__YOUR OBJECTIVE__
Could you write out the lines below as a numbered list, skipping any blank lines and leaving the pictures out?

__MATERIAL PROVIDED__
** start **
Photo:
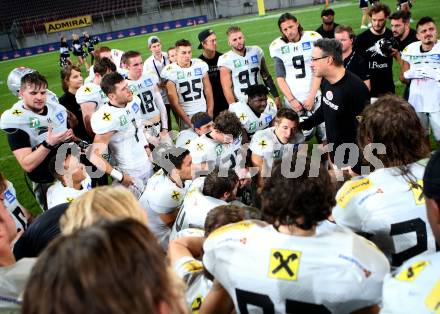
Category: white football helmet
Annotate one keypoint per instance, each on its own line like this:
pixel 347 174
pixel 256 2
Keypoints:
pixel 14 78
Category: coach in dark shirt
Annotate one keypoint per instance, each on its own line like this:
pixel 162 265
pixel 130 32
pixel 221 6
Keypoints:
pixel 354 62
pixel 208 42
pixel 327 28
pixel 344 96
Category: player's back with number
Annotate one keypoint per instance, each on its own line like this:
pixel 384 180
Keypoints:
pixel 334 271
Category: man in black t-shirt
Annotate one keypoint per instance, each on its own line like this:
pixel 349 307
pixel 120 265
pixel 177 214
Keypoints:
pixel 327 28
pixel 354 62
pixel 405 35
pixel 371 44
pixel 208 42
pixel 344 96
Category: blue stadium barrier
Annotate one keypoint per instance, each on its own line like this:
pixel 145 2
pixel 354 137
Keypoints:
pixel 146 29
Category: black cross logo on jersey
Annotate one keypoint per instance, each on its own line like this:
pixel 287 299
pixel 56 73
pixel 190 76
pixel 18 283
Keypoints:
pixel 106 116
pixel 284 264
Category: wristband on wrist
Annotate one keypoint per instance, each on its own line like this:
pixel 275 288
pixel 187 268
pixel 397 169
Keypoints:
pixel 47 145
pixel 117 175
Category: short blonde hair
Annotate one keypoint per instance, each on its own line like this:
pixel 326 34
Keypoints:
pixel 105 202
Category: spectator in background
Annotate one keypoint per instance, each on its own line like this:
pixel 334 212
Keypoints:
pixel 123 255
pixel 172 54
pixel 78 51
pixel 208 43
pixel 155 63
pixel 354 62
pixel 327 28
pixel 372 45
pixel 71 81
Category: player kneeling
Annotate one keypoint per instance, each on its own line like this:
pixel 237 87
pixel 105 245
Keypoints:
pixel 289 264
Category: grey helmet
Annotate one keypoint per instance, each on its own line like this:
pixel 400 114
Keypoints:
pixel 14 78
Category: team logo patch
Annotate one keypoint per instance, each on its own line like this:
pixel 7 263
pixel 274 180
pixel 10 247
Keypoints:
pixel 242 117
pixel 329 95
pixel 307 46
pixel 237 63
pixel 135 107
pixel 180 75
pixel 418 192
pixel 285 49
pixel 60 117
pixel 412 272
pixel 34 122
pixel 284 264
pixel 433 299
pixel 175 195
pixel 219 149
pixel 9 196
pixel 123 120
pixel 106 116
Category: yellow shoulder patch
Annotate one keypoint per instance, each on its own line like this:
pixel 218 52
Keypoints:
pixel 410 274
pixel 350 189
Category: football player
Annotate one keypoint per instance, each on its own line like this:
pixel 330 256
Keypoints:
pixel 414 287
pixel 188 87
pixel 292 57
pixel 215 190
pixel 220 146
pixel 72 181
pixel 270 144
pixel 184 251
pixel 242 67
pixel 202 124
pixel 166 190
pixel 287 263
pixel 35 126
pixel 90 96
pixel 257 112
pixel 117 126
pixel 388 206
pixel 144 85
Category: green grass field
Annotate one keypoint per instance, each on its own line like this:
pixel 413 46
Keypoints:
pixel 258 31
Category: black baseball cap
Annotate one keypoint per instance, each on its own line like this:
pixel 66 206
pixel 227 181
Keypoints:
pixel 326 12
pixel 203 35
pixel 431 178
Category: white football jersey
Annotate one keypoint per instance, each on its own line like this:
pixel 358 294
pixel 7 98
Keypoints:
pixel 14 207
pixel 424 93
pixel 36 125
pixel 414 287
pixel 266 144
pixel 60 194
pixel 185 137
pixel 205 149
pixel 264 270
pixel 90 92
pixel 198 285
pixel 189 84
pixel 250 121
pixel 128 141
pixel 144 88
pixel 161 196
pixel 245 70
pixel 389 210
pixel 194 209
pixel 297 60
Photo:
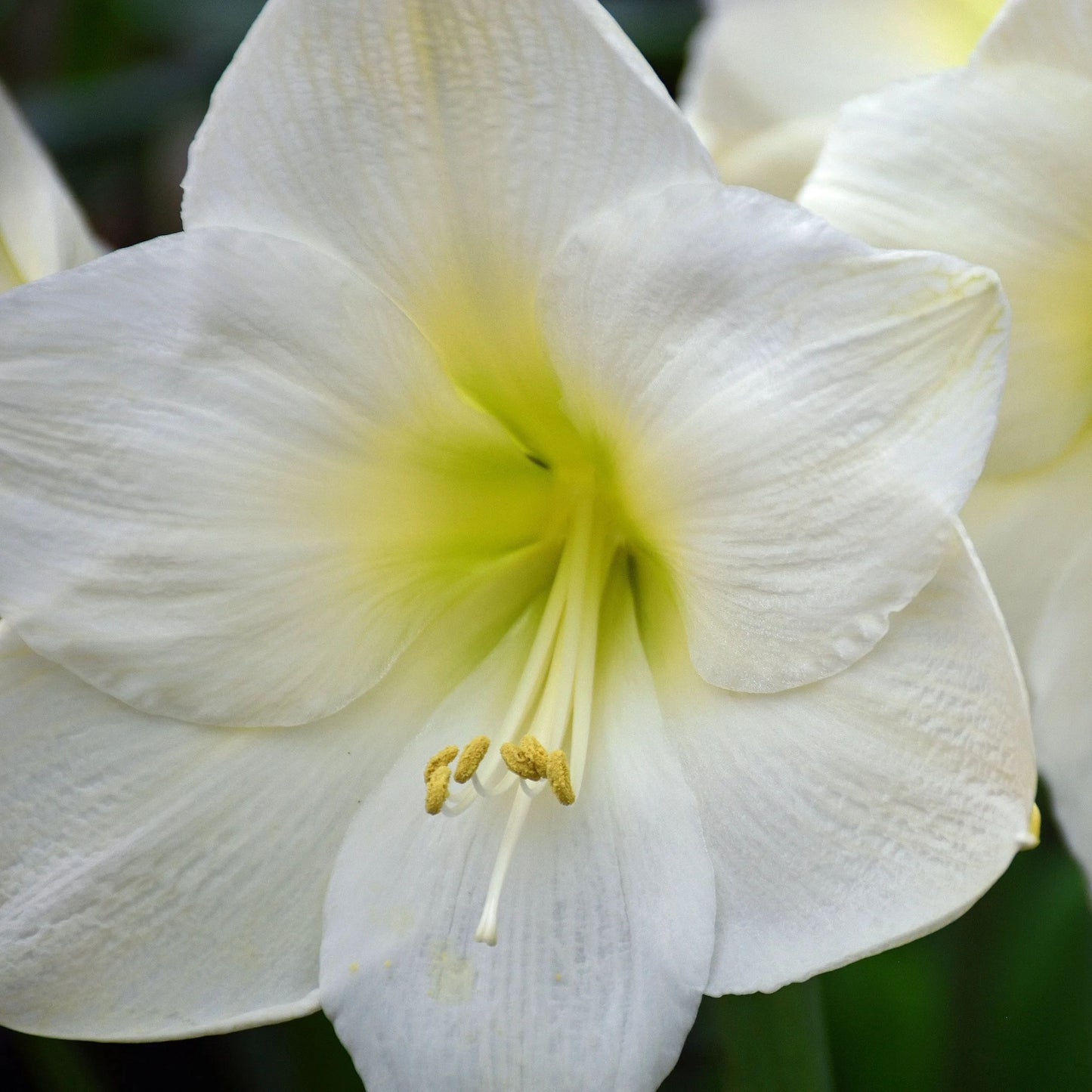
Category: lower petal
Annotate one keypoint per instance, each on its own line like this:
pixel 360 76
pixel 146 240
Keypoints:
pixel 605 925
pixel 161 879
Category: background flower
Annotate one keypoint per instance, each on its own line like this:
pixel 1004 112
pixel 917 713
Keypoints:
pixel 767 76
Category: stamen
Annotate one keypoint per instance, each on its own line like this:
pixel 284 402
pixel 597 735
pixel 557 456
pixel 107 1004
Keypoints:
pixel 471 759
pixel 557 771
pixel 437 790
pixel 520 763
pixel 444 757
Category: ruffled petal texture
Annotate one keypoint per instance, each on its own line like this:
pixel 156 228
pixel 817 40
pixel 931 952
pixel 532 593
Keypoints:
pixel 605 926
pixel 447 147
pixel 1062 690
pixel 767 78
pixel 865 810
pixel 993 164
pixel 236 481
pixel 797 417
pixel 42 230
pixel 161 879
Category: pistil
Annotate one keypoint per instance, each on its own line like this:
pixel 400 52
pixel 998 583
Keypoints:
pixel 555 691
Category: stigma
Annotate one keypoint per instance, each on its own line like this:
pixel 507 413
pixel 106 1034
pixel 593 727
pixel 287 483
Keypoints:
pixel 543 738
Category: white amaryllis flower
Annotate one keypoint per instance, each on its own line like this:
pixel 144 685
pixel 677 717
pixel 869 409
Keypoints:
pixel 42 230
pixel 767 76
pixel 472 428
pixel 995 163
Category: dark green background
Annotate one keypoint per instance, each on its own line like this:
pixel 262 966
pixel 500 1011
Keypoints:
pixel 1001 1001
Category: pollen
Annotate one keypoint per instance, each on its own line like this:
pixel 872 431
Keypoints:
pixel 557 771
pixel 436 793
pixel 441 758
pixel 525 760
pixel 471 759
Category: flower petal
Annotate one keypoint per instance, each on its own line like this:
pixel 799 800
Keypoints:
pixel 1056 33
pixel 1062 700
pixel 995 165
pixel 1027 529
pixel 794 419
pixel 42 230
pixel 448 145
pixel 235 481
pixel 787 66
pixel 605 926
pixel 159 879
pixel 871 809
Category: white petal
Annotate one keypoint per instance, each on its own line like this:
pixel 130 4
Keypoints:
pixel 447 145
pixel 1057 33
pixel 865 810
pixel 159 879
pixel 994 165
pixel 1062 700
pixel 42 230
pixel 757 64
pixel 1027 529
pixel 794 417
pixel 605 926
pixel 235 481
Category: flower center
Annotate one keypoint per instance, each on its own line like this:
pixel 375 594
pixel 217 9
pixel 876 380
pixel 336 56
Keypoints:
pixel 544 735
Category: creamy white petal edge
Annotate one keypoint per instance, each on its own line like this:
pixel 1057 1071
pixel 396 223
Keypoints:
pixel 42 230
pixel 606 917
pixel 800 449
pixel 1060 676
pixel 994 164
pixel 1027 529
pixel 766 76
pixel 1057 33
pixel 425 138
pixel 159 879
pixel 206 444
pixel 865 810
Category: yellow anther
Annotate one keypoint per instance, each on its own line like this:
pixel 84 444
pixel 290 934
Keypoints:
pixel 1035 829
pixel 441 758
pixel 471 759
pixel 437 790
pixel 518 761
pixel 535 753
pixel 557 771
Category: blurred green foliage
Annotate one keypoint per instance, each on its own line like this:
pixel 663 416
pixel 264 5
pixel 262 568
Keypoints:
pixel 999 1001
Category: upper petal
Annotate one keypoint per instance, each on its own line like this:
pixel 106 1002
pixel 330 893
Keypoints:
pixel 792 417
pixel 235 481
pixel 606 915
pixel 161 879
pixel 42 230
pixel 446 144
pixel 868 809
pixel 993 164
pixel 1057 33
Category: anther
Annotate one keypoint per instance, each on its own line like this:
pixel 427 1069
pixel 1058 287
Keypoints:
pixel 471 759
pixel 557 771
pixel 437 790
pixel 444 757
pixel 1035 827
pixel 520 763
** end **
__RESPONSE TO THIS EXERCISE__
1. Photo:
2. Category: white football helmet
3. Annotate one keypoint per instance, each on its own line like this:
4. pixel 347 174
5. pixel 256 2
6. Keypoints:
7. pixel 14 78
8. Category: coach in dark shirt
9. Annotate one keypoint per instance, each on its own line like this:
10. pixel 162 265
11. pixel 130 32
12. pixel 221 6
13. Keypoints:
14. pixel 354 62
15. pixel 208 42
16. pixel 327 28
17. pixel 344 96
18. Category: player's back with number
19. Annotate one keypoint per instance, each on its own line like this:
20. pixel 384 180
21. Keypoints:
22. pixel 334 271
23. Category: man in black t-shirt
24. Annotate one keypoint per instance, each on its own line like this:
25. pixel 349 307
26. pixel 120 265
27. pixel 177 214
28. Keypoints:
29. pixel 327 28
30. pixel 354 62
31. pixel 405 35
32. pixel 371 44
33. pixel 208 42
34. pixel 344 96
35. Category: blue stadium barrier
36. Annotate one keypoint per instance, each on its own line like this:
37. pixel 145 2
38. pixel 354 137
39. Keypoints:
40. pixel 146 29
41. Category: black cross logo on jersey
42. Annotate one keypoint per instance, each on its own line like this:
43. pixel 287 299
44. pixel 56 73
45. pixel 190 76
46. pixel 18 283
47. Keypoints:
48. pixel 106 116
49. pixel 284 264
50. Category: wristband on wrist
51. Annotate one keypoint per instance, each on its own line like this:
52. pixel 275 288
53. pixel 187 268
54. pixel 397 169
55. Keypoints:
56. pixel 47 145
57. pixel 117 175
58. Category: short blonde hair
59. Annotate one keypoint per instance, each on its own line like this:
60. pixel 326 34
61. Keypoints:
62. pixel 105 202
63. Category: spectator in background
64. Annotate one keypoint per instance, each on its own line like this:
65. pixel 334 212
66. Keypoints:
67. pixel 123 255
68. pixel 172 54
69. pixel 78 51
70. pixel 208 43
71. pixel 155 63
72. pixel 354 62
73. pixel 327 28
74. pixel 372 45
75. pixel 71 81
76. Category: player kneeling
77. Annotate one keypoint per instance, each on its own line like this:
78. pixel 237 87
79. pixel 105 245
80. Keypoints:
81. pixel 289 264
82. Category: grey helmet
83. Annotate one keypoint per instance, each on its own line like this:
84. pixel 400 114
85. Keypoints:
86. pixel 14 78
87. Category: team logo patch
88. Annotate one keypoint per instance, each on its own line like this:
89. pixel 7 263
90. pixel 274 180
91. pixel 10 247
92. Keypoints:
93. pixel 242 117
94. pixel 329 95
95. pixel 307 46
96. pixel 237 63
97. pixel 135 107
98. pixel 180 75
99. pixel 418 192
100. pixel 285 49
101. pixel 60 117
102. pixel 412 272
103. pixel 34 122
104. pixel 284 264
105. pixel 433 299
106. pixel 175 195
107. pixel 219 149
108. pixel 9 196
109. pixel 123 120
110. pixel 106 116
111. Category: yellow shoulder patch
112. Annotate one keypoint per instance, each on its own line like this:
113. pixel 218 52
114. Keypoints:
115. pixel 410 274
116. pixel 350 189
117. Category: football player
118. Annotate one keypoint per instance, each on its own line like this:
119. pixel 330 256
120. Keypoints:
121. pixel 414 287
122. pixel 188 87
123. pixel 292 57
124. pixel 215 190
125. pixel 220 146
126. pixel 72 181
127. pixel 270 144
128. pixel 184 251
129. pixel 242 67
130. pixel 202 124
131. pixel 166 190
132. pixel 287 263
133. pixel 35 126
134. pixel 90 96
135. pixel 257 112
136. pixel 117 126
137. pixel 388 206
138. pixel 144 85
139. Category: green grass field
140. Annotate one keypoint per instance, each on its own line like this:
141. pixel 413 46
142. Keypoints:
143. pixel 258 31
144. Category: black baseball cap
145. Annotate one keypoint per instance, each on its own line like this:
146. pixel 66 206
147. pixel 227 181
148. Keypoints:
149. pixel 326 12
150. pixel 203 35
151. pixel 431 178
152. Category: white football jersey
153. Annotate one keypoint per instance, each on its own line like this:
154. pixel 358 294
155. pixel 7 98
156. Keypoints:
157. pixel 14 207
158. pixel 424 93
159. pixel 36 125
160. pixel 414 287
161. pixel 266 144
162. pixel 60 194
163. pixel 185 137
164. pixel 205 149
165. pixel 264 270
166. pixel 90 92
167. pixel 198 285
168. pixel 189 84
169. pixel 250 121
170. pixel 128 141
171. pixel 144 88
172. pixel 161 196
173. pixel 245 70
174. pixel 389 210
175. pixel 194 209
176. pixel 297 60
177. Photo:
178. Category: lower petal
179. Annotate one keypoint per instance, each on its own line like this:
180. pixel 360 76
181. pixel 146 240
182. Keypoints:
183. pixel 605 925
184. pixel 161 879
185. Category: background flower
186. Annotate one keypoint per instance, each on its own line like this:
187. pixel 1004 112
188. pixel 917 713
189. Keypoints:
190. pixel 767 76
191. Category: stamen
192. Annotate one keypoint per instance, each on its own line like this:
193. pixel 284 402
194. pixel 597 735
195. pixel 557 456
196. pixel 107 1004
197. Keypoints:
198. pixel 471 759
199. pixel 557 771
200. pixel 437 790
201. pixel 520 763
202. pixel 444 757
203. Category: ruffled petal texture
204. Annotate one keypoint per instance, each on its own line like this:
205. pixel 156 228
206. pixel 817 40
207. pixel 931 952
208. pixel 532 593
209. Keypoints:
210. pixel 605 926
211. pixel 447 147
212. pixel 1062 690
213. pixel 767 78
214. pixel 865 810
215. pixel 993 164
216. pixel 236 481
217. pixel 797 417
218. pixel 42 230
219. pixel 161 879
220. Category: pistil
221. Annotate one keypoint per instance, each on its own line like this:
222. pixel 400 52
223. pixel 998 583
224. Keypoints:
225. pixel 555 691
226. Category: stigma
227. Annotate one keypoint per instance, each on its own line like this:
228. pixel 507 413
229. pixel 106 1034
230. pixel 593 727
231. pixel 287 483
232. Keypoints:
233. pixel 543 738
234. Category: white amaryllis flower
235. Annotate one keypoint per instance, each on its own line like this:
236. pixel 144 685
237. pixel 677 717
238. pixel 869 409
239. Keypoints:
240. pixel 42 230
241. pixel 767 76
242. pixel 472 428
243. pixel 995 163
244. Category: dark green background
245. Annotate one keypoint per instance, each on its own line like this:
246. pixel 262 966
247. pixel 500 1011
248. Keypoints:
249. pixel 1001 1001
250. Category: pollen
251. Annotate one keypoint per instance, each on its own line like this:
252. pixel 872 431
253. Keypoints:
254. pixel 557 771
255. pixel 436 793
256. pixel 441 758
257. pixel 525 760
258. pixel 471 759
259. Category: flower petal
260. Annotate one keypoint per instance, each on its own line like this:
261. pixel 799 800
262. Keypoints:
263. pixel 1056 33
264. pixel 1062 700
265. pixel 995 165
266. pixel 1027 529
267. pixel 794 419
268. pixel 42 230
269. pixel 448 145
270. pixel 235 481
271. pixel 787 66
272. pixel 605 926
273. pixel 159 879
274. pixel 871 809
275. Category: white petal
276. Annotate one keypoint per instance, each on its own line like this:
277. pixel 130 4
278. Keypoints:
279. pixel 447 145
280. pixel 1057 33
281. pixel 865 810
282. pixel 159 879
283. pixel 994 165
284. pixel 1062 700
285. pixel 42 230
286. pixel 757 64
287. pixel 1027 529
288. pixel 794 417
289. pixel 605 926
290. pixel 235 481
291. Category: flower center
292. Annotate one keypoint per instance, each on its own line like this:
293. pixel 375 594
294. pixel 217 9
295. pixel 876 380
296. pixel 336 56
297. Keypoints:
298. pixel 544 735
299. Category: creamy white petal edge
300. Annotate one keypoint per instance, each on its own line like this:
301. pixel 1057 1071
302. pixel 396 223
303. Keypoints:
304. pixel 42 230
305. pixel 606 917
306. pixel 800 449
307. pixel 1060 676
308. pixel 994 164
309. pixel 1027 529
310. pixel 766 76
311. pixel 1057 33
312. pixel 425 138
313. pixel 159 879
314. pixel 206 444
315. pixel 865 810
316. Category: yellow anther
317. Annotate one keypoint per instance, each on its own line like this:
318. pixel 84 444
319. pixel 290 934
320. Keypoints:
321. pixel 1035 829
322. pixel 441 758
323. pixel 471 759
324. pixel 437 790
325. pixel 518 761
326. pixel 535 753
327. pixel 557 771
328. Category: blurred green foliage
329. Annotate one keypoint per instance, each on its own line like this:
330. pixel 663 416
331. pixel 264 5
332. pixel 262 568
333. Keypoints:
334. pixel 999 1001
335. Category: upper petal
336. Annotate one keypoint per instance, each on its own line like this:
337. pixel 106 1002
338. pixel 330 893
339. Keypoints:
340. pixel 792 417
341. pixel 235 481
342. pixel 606 915
343. pixel 161 879
344. pixel 42 230
345. pixel 446 144
346. pixel 868 809
347. pixel 993 164
348. pixel 1057 33
349. Category: anther
350. Annotate one keypoint per instance, each on its own line like this:
351. pixel 427 1069
352. pixel 1058 287
353. Keypoints:
354. pixel 471 759
355. pixel 557 771
356. pixel 437 790
357. pixel 444 757
358. pixel 1035 827
359. pixel 520 763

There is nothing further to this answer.